→ **Task instructions**: Return the passage from the excise exemption text below word for word, from "3. It is the" up to and including "fact, been produced.".

→ **Provided text**:
· · ·
2. The petitioner is a Government of India Undertaking and a manufacturer of Petroleum, Petrochemical and Petrochemical based products. The admitted facts are that the petitioner has a large area covering 3.926 square kilometers encircled by a boundary wall at Dhaligaon. With this area the petitioner has a refinery as well as other units producing, inter alia, Xylene and Polyester Staple Fibre. The subject matter of the petitioner's appeal is a Notification under which the petitioner claims exemption. That Notification which is Notification No. 28/89-C.E., dated 1-3-1989 reads as follows:
“Exemption to goods other than blended or compounded lubricating oils and greases - In exercise of the powers conferred by sub-section (1) of section 5A of the Central Excises and Salt Act, 1944 (1 of 1944), the Central Government, being satisfied that it is necessary in the public interest so to do, hereby exempts goods (other than blended or compounded lubricating oils and greases) falling under Chapter 27 of the Schedule to the Central Excise Tariff Act, 1985 (5 of 1986) produced in a factory and—
(a) utilised in the factory in which the said excisable goods are produced, for the manufacture of any goods falling under the said Schedule or as fuel for such manufacture (excluding fuel used for any internal combustion engine) or both; or
(b) allowed to escape in the atmosphere by flare system or otherwise; from the whole of the duty of excise leviable thereon which is specified in the said Schedule.”
3. It is the petitioner's case that the Refinery Gas from the Refinery Unit is used partly in the Refinery Unit itself and partly consumed as fuel in the Xylene and Polyester Staple Fibre Unit. The Xylene produced in the Xylene Unit is used Polyester Staple Fibre Unit to produce Polyester Staple Fibre. It is therefore contended that the Refinery Gas utilised in the Polyester Staple Fibre Unit and Xylene Unit was exempted from payment of duty of excise because it utilised in the factory of the petitioner in which the Refinery Gas had, in fact, been produced.
· · ·
→ **Given material**:
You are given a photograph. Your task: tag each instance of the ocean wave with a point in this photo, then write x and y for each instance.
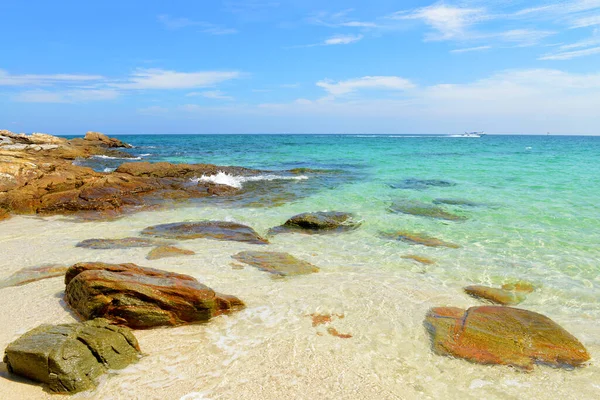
(223, 178)
(103, 157)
· · ·
→ **The reply**:
3. It is the petitioner's case that the Refinery Gas from the Refinery Unit is used partly in the Refinery Unit itself and partly consumed as fuel in the Xylene and Polyester Staple Fibre Unit. The Xylene produced in the Xylene Unit is used Polyester Staple Fibre Unit to produce Polyester Staple Fibre. It is therefore contended that the Refinery Gas utilised in the Polyester Staple Fibre Unit and Xylene Unit was exempted from payment of duty of excise because it utilised in the factory of the petitioner in which the Refinery Gas had, in fact, been produced.